Shape labeling entries

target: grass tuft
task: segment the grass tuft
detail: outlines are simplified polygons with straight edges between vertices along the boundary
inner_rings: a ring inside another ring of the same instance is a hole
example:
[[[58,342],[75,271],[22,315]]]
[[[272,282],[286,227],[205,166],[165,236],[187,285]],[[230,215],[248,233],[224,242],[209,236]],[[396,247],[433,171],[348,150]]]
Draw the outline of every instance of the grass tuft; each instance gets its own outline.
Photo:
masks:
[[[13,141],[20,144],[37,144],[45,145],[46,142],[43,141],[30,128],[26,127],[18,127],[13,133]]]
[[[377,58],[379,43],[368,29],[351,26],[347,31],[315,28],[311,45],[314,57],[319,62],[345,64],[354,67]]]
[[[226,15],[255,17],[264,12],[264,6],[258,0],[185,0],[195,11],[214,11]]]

DIRECTIONS FOR THIS TASK :: Please rewrite every line of the entries above, including the requests, and rescale each vertex coordinate in the answer outlines by 0.65, rounding to the nearest whole number with halves rounded up. Leave the numbers in the requests and their format samples unchanged.

WRITTEN REPLY ::
target: grass tuft
task: segment the grass tuft
detail: outlines are simplified polygons with straight edges between vertices along the boundary
inner_rings: a ring inside another ring of the same instance is a hole
example:
[[[58,342],[75,271],[22,315]]]
[[[272,282],[286,227],[205,166],[165,236],[187,285]],[[230,215],[248,233],[224,242],[209,236]],[[396,247],[433,171],[348,150]]]
Draw the outline of every instance of the grass tuft; each instance gets its own outline.
Photo:
masks:
[[[8,92],[13,94],[24,94],[29,94],[30,92],[28,92],[20,83],[17,83],[12,83],[8,86]]]
[[[245,38],[246,28],[239,19],[228,17],[226,20],[205,18],[202,29],[204,37],[207,40],[224,42],[230,44]]]
[[[147,10],[166,11],[172,8],[172,4],[168,0],[120,0],[127,7],[139,7]]]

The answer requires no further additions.